• **PROBLEM TO WORK ON**: What lines of the data hold the string "player"? Copy them all.

• **GIVEN RECORDS**:

· · ·

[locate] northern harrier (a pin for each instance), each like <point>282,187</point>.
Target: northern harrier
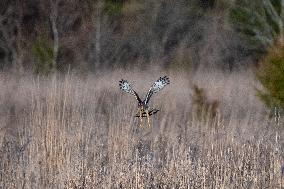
<point>143,107</point>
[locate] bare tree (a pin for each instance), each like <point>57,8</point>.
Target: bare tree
<point>53,20</point>
<point>11,34</point>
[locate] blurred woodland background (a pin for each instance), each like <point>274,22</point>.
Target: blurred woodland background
<point>64,123</point>
<point>94,35</point>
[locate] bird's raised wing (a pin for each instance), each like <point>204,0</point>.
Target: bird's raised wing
<point>126,87</point>
<point>156,87</point>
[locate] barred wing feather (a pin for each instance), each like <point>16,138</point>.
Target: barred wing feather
<point>126,87</point>
<point>156,87</point>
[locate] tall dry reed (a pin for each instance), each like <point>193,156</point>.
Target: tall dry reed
<point>79,132</point>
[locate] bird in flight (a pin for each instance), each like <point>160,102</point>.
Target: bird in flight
<point>143,107</point>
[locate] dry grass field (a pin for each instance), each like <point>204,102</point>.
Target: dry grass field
<point>80,132</point>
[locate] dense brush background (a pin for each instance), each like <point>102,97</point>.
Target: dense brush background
<point>64,123</point>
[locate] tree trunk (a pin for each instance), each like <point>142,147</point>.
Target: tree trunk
<point>98,34</point>
<point>53,19</point>
<point>281,29</point>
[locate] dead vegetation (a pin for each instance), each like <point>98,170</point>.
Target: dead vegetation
<point>69,132</point>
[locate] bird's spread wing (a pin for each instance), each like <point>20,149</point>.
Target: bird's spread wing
<point>126,87</point>
<point>157,86</point>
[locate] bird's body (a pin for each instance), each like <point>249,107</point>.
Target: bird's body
<point>143,107</point>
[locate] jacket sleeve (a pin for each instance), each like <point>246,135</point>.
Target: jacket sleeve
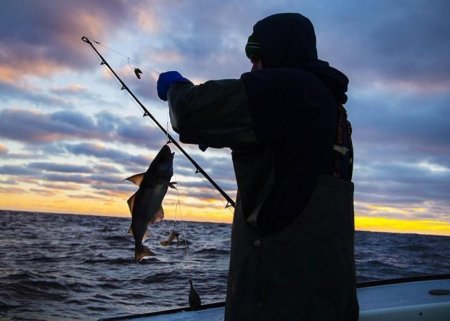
<point>213,114</point>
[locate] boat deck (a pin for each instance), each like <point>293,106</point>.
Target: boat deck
<point>423,298</point>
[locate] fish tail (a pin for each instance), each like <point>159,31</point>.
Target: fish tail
<point>141,252</point>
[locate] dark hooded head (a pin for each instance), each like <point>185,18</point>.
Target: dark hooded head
<point>283,40</point>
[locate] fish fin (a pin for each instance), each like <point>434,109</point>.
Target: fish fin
<point>146,235</point>
<point>142,252</point>
<point>131,203</point>
<point>136,179</point>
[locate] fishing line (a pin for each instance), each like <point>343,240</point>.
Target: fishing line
<point>147,113</point>
<point>126,57</point>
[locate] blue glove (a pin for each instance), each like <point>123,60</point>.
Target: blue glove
<point>167,79</point>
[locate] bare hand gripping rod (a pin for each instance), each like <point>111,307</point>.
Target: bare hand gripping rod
<point>171,139</point>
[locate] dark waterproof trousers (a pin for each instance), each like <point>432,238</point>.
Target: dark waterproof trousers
<point>305,272</point>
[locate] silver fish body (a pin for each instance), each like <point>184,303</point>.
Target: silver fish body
<point>145,205</point>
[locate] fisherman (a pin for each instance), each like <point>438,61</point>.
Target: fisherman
<point>292,251</point>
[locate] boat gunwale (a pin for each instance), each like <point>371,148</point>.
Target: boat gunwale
<point>365,284</point>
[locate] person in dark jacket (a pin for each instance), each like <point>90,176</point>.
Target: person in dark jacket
<point>292,251</point>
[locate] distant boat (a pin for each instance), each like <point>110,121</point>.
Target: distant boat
<point>408,299</point>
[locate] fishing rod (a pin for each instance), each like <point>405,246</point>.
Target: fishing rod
<point>171,139</point>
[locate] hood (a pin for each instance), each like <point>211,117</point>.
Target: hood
<point>286,40</point>
<point>289,40</point>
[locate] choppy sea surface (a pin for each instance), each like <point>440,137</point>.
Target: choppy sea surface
<point>75,267</point>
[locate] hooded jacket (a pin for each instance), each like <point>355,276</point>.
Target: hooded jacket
<point>292,239</point>
<point>293,103</point>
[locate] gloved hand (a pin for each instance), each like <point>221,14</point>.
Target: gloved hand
<point>167,79</point>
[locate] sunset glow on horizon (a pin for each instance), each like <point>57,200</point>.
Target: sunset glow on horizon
<point>69,135</point>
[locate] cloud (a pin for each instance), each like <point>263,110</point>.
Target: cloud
<point>44,38</point>
<point>33,126</point>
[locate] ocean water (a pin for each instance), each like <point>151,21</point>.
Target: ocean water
<point>74,267</point>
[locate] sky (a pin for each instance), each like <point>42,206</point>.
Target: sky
<point>69,135</point>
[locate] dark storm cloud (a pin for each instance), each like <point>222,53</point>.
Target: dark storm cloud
<point>379,40</point>
<point>53,167</point>
<point>37,127</point>
<point>16,170</point>
<point>112,154</point>
<point>49,32</point>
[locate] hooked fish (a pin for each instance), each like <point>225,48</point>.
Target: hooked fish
<point>145,205</point>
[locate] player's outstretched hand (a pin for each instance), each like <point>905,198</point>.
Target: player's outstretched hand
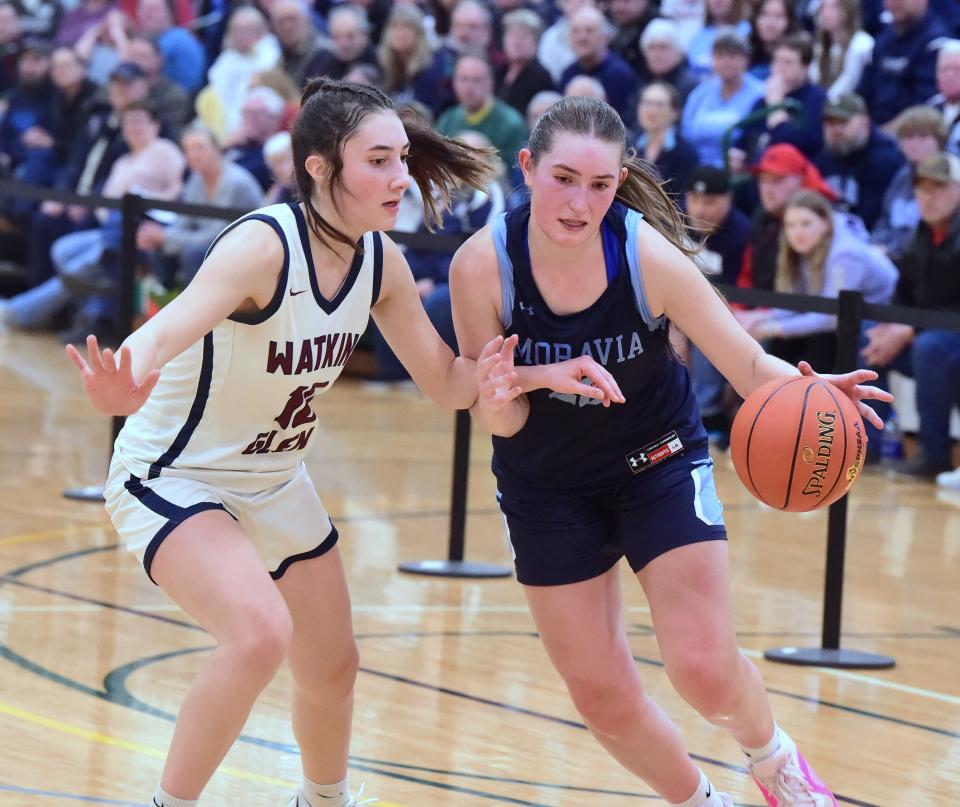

· · ·

• **RESPONSE FOR THIS EXERCISE**:
[locate] player's outstretched hand (a pin for each instance), each like <point>905,198</point>.
Target: player's outstretched hand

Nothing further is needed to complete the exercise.